The records sit below this line. Repeat all of them exactly.

*** Block opens ***

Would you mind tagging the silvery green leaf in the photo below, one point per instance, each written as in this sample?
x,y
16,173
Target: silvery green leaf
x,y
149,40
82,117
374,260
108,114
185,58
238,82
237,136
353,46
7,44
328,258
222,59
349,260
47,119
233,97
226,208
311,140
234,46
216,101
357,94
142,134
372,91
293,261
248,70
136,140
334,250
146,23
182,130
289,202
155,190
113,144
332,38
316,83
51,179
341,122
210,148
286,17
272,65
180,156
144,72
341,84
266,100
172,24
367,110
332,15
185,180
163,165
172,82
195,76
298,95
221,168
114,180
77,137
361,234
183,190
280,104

*** Block closes ***

FINAL ANSWER –
Would you mind tagging the silvery green leaf in the photo below, one point per instance, each written as in this sample?
x,y
16,173
Target: silvery green leaf
x,y
149,40
82,117
374,260
108,114
185,58
238,82
237,136
353,46
7,44
328,258
222,59
349,260
47,119
233,97
226,208
311,140
234,46
216,101
357,94
142,134
372,91
293,261
248,70
136,140
334,250
146,23
182,130
289,202
155,190
113,144
332,38
316,83
51,179
341,122
210,148
286,17
272,65
180,156
144,72
341,84
266,100
172,24
367,110
332,15
185,180
163,165
172,82
195,76
298,95
221,168
114,180
77,137
361,234
183,190
280,104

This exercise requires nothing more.